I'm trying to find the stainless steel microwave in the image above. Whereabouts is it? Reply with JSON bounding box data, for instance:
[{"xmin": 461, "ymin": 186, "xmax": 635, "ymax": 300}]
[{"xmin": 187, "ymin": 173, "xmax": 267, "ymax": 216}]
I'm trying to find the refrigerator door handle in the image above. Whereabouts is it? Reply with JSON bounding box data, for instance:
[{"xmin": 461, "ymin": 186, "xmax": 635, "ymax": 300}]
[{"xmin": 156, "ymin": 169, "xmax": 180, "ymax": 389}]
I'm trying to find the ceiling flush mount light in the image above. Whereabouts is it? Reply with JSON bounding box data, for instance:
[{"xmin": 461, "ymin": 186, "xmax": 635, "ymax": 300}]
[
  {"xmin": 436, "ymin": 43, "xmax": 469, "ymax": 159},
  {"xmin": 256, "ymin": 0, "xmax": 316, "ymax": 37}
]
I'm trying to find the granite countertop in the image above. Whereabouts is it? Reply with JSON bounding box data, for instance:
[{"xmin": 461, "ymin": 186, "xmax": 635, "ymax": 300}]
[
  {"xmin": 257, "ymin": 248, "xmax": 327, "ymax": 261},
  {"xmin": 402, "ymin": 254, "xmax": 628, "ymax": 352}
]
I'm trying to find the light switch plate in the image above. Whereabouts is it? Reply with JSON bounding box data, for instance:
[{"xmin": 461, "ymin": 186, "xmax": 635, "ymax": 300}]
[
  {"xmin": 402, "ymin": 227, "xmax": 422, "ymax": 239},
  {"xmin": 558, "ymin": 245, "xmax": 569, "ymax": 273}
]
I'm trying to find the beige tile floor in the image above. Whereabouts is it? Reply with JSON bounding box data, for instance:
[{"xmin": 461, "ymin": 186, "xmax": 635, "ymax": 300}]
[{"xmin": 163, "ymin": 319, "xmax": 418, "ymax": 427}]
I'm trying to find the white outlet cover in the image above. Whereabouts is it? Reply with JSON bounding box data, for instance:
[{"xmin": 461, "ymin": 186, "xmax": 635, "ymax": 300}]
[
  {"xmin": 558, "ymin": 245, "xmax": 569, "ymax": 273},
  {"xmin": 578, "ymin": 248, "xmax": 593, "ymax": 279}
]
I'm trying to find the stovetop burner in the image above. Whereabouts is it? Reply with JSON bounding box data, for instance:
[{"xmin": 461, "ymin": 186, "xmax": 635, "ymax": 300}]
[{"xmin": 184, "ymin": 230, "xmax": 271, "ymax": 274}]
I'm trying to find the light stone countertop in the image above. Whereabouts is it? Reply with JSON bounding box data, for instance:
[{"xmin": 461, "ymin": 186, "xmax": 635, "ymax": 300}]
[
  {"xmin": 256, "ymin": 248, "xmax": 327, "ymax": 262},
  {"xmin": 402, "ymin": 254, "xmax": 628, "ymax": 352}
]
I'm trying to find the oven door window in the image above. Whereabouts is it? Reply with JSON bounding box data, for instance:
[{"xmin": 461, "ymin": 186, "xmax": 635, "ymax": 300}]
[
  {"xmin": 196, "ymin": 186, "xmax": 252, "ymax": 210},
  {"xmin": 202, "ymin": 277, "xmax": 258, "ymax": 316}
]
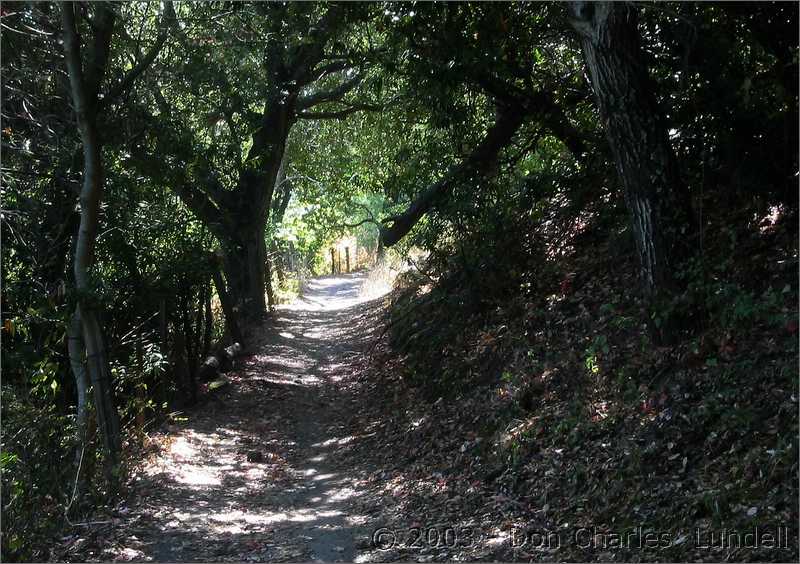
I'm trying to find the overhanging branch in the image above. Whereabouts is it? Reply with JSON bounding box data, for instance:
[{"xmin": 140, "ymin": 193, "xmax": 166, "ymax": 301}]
[{"xmin": 380, "ymin": 107, "xmax": 526, "ymax": 247}]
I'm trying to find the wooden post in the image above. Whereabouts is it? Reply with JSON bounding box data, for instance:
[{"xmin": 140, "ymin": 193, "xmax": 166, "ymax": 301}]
[{"xmin": 211, "ymin": 268, "xmax": 245, "ymax": 346}]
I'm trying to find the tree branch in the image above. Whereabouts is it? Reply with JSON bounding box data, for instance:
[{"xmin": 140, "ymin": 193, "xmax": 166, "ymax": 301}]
[
  {"xmin": 380, "ymin": 107, "xmax": 526, "ymax": 247},
  {"xmin": 295, "ymin": 73, "xmax": 364, "ymax": 110},
  {"xmin": 100, "ymin": 0, "xmax": 175, "ymax": 106},
  {"xmin": 297, "ymin": 104, "xmax": 386, "ymax": 119}
]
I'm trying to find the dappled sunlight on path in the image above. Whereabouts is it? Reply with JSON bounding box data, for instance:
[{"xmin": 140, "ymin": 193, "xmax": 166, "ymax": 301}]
[{"xmin": 95, "ymin": 274, "xmax": 390, "ymax": 561}]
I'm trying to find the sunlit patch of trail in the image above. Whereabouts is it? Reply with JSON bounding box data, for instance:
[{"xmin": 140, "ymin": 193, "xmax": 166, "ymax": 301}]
[{"xmin": 96, "ymin": 274, "xmax": 392, "ymax": 561}]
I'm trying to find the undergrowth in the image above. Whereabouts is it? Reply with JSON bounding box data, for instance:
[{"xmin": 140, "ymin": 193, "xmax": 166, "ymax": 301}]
[{"xmin": 380, "ymin": 194, "xmax": 798, "ymax": 560}]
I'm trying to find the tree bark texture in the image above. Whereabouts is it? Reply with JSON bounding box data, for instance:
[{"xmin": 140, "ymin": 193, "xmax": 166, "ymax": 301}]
[
  {"xmin": 61, "ymin": 2, "xmax": 121, "ymax": 472},
  {"xmin": 380, "ymin": 106, "xmax": 525, "ymax": 247},
  {"xmin": 569, "ymin": 2, "xmax": 689, "ymax": 296}
]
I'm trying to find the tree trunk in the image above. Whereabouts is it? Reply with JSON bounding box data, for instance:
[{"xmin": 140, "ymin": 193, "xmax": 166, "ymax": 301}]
[
  {"xmin": 264, "ymin": 256, "xmax": 277, "ymax": 311},
  {"xmin": 211, "ymin": 265, "xmax": 245, "ymax": 346},
  {"xmin": 61, "ymin": 3, "xmax": 121, "ymax": 478},
  {"xmin": 570, "ymin": 2, "xmax": 690, "ymax": 296},
  {"xmin": 202, "ymin": 280, "xmax": 214, "ymax": 357},
  {"xmin": 224, "ymin": 221, "xmax": 267, "ymax": 320},
  {"xmin": 67, "ymin": 310, "xmax": 89, "ymax": 503}
]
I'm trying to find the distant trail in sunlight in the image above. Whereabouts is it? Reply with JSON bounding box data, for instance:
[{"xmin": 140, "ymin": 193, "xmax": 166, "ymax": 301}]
[{"xmin": 89, "ymin": 273, "xmax": 390, "ymax": 561}]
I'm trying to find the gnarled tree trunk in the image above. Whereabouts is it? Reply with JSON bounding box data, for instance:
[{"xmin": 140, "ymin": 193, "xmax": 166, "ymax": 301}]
[
  {"xmin": 570, "ymin": 2, "xmax": 690, "ymax": 296},
  {"xmin": 61, "ymin": 2, "xmax": 121, "ymax": 476}
]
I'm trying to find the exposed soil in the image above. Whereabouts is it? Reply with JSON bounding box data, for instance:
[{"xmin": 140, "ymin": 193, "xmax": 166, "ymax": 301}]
[{"xmin": 67, "ymin": 274, "xmax": 396, "ymax": 561}]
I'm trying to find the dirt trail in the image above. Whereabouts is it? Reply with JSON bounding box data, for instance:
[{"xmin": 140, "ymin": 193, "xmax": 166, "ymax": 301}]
[{"xmin": 100, "ymin": 274, "xmax": 388, "ymax": 561}]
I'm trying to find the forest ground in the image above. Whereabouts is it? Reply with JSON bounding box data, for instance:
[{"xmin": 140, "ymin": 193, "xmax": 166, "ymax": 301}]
[
  {"xmin": 62, "ymin": 274, "xmax": 410, "ymax": 562},
  {"xmin": 51, "ymin": 262, "xmax": 797, "ymax": 562}
]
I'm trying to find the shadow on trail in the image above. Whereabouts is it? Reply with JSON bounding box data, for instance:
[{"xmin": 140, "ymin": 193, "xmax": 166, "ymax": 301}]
[{"xmin": 101, "ymin": 274, "xmax": 390, "ymax": 561}]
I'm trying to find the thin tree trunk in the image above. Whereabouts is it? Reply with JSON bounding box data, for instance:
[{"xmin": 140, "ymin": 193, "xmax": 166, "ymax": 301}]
[
  {"xmin": 212, "ymin": 262, "xmax": 245, "ymax": 346},
  {"xmin": 61, "ymin": 3, "xmax": 121, "ymax": 474},
  {"xmin": 203, "ymin": 281, "xmax": 214, "ymax": 357},
  {"xmin": 67, "ymin": 309, "xmax": 89, "ymax": 505},
  {"xmin": 570, "ymin": 2, "xmax": 690, "ymax": 296}
]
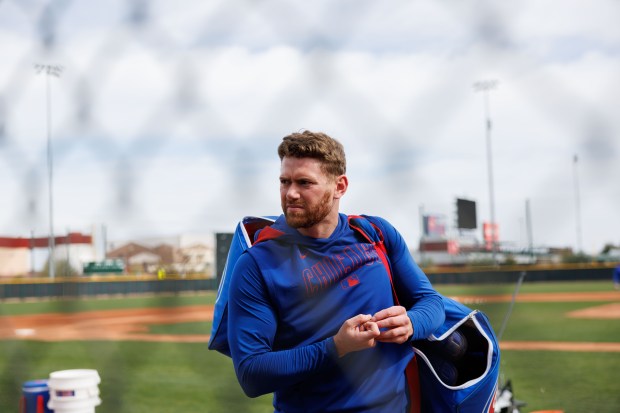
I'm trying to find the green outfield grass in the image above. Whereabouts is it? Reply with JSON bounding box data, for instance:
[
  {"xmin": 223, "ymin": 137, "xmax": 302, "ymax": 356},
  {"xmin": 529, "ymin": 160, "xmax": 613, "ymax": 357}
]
[{"xmin": 0, "ymin": 282, "xmax": 620, "ymax": 413}]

**Your instructions**
Find "I'm trying to find the green" in the data above, then repeat that line and all lines after it exactly, ending with the final line.

**Solution for this exercise**
I'm trying to find the green outfield grass in the image above. Whereabouts is it? Reply with JSON bounding box data, for instance:
[
  {"xmin": 223, "ymin": 137, "xmax": 302, "ymax": 356},
  {"xmin": 529, "ymin": 160, "xmax": 613, "ymax": 357}
]
[{"xmin": 0, "ymin": 282, "xmax": 620, "ymax": 413}]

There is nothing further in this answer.